§ **Passage shown**
Optimization help

Accelerated Computing CUDA CUDA Programming and Performance
1

Hi, I decided to go back to basics and write a simple program to find the mean of a vector of numbers. I figured this would be a good way to learn. I’m finding that my GPU version of the code runs ~3x slower than the host version, primarily due to the cost of copying data from the host to the device. I’m not sure if there is anyway to get around this, or whether I am actually using cudaMallocPitch() correctly.

My algorithm is to divide the data into DATA_PER_THREAD sized chunks, and find the average of those chunks in parallel across a set of THREADS_PER_BLOCK threads running in a block. The average of each thread’s data is written to shared memory. Then each block writes the average of this temporary shared memory result to a global block_avg array. The host program then takes the average of the block_avg array to find the average of the entire data set.

Any pointers as to how I go about optimizing the following code would be appreciated.

#include <stdlib.h>

#include <stdio.h>

#include <string.h>

#include <cutil.h>

#include <time.h>

#define DATA_PER_THREAD  10000

#define THREADS_PER_BLOCK	64

__device__ float	*d_data;

__device__ float	*block_avg;

__global__ void	cudaProcess(float *data, float *block_avg, size_t pitch)

{

	extern __shared__ float  sdata[];

	int  i;

	float	*dp;

	float	avg;

	dp = (float *) ((char *) data + (blockIdx.x * THREADS_PER_BLOCK + threadIdx.x) * pitch);

	avg = 0.0f;

	for (i=0; i<DATA_PER_THREAD; i++)

	{

  avg += *dp;

  dp++;

	}

	avg /= (float) DATA_PER_THREAD;

	sdata[threadIdx.x] = avg;

	__syncthreads();

	if (threadIdx.x == 0)

§ **Source material**
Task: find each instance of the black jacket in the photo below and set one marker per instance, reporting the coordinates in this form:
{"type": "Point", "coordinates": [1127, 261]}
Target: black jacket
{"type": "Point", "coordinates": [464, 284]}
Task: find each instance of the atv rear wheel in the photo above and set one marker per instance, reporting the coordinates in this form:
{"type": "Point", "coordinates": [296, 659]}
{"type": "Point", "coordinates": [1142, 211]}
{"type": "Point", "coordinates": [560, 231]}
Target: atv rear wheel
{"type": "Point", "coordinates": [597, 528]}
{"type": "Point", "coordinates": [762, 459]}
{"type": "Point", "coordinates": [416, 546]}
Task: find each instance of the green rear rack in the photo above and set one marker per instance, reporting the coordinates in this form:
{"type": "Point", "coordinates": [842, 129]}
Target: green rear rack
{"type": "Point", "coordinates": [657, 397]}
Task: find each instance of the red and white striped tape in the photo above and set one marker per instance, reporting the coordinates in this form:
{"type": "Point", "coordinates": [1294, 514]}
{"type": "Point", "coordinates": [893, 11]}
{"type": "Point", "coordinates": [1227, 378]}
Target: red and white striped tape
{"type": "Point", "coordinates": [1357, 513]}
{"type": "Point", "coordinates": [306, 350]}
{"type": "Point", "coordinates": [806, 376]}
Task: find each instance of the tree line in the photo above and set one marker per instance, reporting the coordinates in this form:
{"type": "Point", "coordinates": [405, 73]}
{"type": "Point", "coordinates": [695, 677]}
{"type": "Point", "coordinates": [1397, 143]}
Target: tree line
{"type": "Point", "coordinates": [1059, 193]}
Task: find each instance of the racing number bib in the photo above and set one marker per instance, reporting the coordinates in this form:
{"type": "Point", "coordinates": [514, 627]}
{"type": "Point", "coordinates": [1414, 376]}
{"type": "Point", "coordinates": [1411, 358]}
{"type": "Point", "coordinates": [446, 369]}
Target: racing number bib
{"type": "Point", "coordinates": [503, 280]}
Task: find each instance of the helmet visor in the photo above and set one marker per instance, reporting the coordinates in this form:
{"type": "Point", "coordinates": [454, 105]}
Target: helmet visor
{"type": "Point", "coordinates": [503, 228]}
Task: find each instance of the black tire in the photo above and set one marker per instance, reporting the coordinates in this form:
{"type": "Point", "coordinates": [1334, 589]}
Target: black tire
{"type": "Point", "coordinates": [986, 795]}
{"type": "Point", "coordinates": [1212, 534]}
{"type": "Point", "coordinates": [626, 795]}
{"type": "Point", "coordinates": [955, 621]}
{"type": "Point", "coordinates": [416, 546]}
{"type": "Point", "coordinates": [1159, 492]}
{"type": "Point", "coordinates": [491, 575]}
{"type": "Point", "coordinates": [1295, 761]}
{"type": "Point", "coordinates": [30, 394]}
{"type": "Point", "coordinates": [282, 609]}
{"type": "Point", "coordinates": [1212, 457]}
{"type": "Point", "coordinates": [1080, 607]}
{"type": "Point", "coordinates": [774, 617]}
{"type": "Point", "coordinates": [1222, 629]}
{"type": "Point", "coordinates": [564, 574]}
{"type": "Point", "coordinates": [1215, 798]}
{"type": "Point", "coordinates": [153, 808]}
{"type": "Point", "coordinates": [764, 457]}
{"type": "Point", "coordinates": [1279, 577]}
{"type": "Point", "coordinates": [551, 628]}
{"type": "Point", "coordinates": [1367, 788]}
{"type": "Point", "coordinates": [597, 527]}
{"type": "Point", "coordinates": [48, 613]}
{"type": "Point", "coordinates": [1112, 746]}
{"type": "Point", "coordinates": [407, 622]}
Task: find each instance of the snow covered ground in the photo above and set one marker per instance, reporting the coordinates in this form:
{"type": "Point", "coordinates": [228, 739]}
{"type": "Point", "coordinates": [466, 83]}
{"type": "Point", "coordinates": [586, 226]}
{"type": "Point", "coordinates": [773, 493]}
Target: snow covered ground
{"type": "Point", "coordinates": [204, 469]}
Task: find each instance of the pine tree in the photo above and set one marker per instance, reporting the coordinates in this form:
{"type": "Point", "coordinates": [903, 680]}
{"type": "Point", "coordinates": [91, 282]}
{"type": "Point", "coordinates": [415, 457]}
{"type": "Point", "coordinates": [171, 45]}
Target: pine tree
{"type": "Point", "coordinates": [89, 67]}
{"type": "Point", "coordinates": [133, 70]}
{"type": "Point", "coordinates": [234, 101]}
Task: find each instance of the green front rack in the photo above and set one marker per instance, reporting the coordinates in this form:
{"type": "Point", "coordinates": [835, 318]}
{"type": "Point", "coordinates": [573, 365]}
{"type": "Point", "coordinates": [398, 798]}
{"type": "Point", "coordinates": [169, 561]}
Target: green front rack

§ **Problems**
[1] Output the section of the CUDA optimization thread above between "Hi, I decided" and "using cudaMallocPitch() correctly.", inclusive, with every character unchanged.
[2] Pull out each line of the records that contains the string "number", matching case exactly.

§ **Task-by-task results**
[1]
Hi, I decided to go back to basics and write a simple program to find the mean of a vector of numbers. I figured this would be a good way to learn. I’m finding that my GPU version of the code runs ~3x slower than the host version, primarily due to the cost of copying data from the host to the device. I’m not sure if there is anyway to get around this, or whether I am actually using cudaMallocPitch() correctly.

[2]
Task: find each instance of the racing number bib in the photo above and set one marker per instance, reporting the coordinates in this form:
Target: racing number bib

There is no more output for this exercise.